+++ INPUT
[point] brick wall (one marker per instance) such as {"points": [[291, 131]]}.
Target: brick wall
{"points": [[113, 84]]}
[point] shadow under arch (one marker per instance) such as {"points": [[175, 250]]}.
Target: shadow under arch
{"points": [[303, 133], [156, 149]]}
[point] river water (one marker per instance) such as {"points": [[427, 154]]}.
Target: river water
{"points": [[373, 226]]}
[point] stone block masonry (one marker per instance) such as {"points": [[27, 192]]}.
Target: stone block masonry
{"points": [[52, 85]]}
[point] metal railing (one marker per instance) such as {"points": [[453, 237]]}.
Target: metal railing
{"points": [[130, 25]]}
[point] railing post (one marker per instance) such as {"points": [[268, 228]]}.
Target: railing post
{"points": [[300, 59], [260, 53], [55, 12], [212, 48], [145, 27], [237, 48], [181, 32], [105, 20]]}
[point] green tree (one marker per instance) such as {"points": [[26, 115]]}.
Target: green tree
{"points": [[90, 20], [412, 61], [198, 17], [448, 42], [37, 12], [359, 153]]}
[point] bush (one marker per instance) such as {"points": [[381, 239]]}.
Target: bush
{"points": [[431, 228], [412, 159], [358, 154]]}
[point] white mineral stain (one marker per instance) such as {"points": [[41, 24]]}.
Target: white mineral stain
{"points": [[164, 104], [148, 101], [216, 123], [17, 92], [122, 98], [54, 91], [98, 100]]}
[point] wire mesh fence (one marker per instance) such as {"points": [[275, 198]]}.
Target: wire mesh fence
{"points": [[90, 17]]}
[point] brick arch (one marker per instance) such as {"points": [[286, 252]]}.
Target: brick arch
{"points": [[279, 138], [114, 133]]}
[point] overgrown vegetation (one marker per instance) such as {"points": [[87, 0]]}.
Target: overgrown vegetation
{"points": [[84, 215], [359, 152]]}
++++++
Write out the lines above from the one containing "Target: wire mesh fence" through the last, exactly as they are.

◆ **RESPONSE BOX**:
Target: wire mesh fence
{"points": [[90, 17]]}
[point] brick arch (one marker per instance) such as {"points": [[286, 252]]}.
Target: brick arch
{"points": [[279, 138], [114, 133]]}
[point] overgrown vegetation (one marker per instance) such as {"points": [[87, 0]]}.
Target: overgrown vegetation
{"points": [[84, 215], [359, 152]]}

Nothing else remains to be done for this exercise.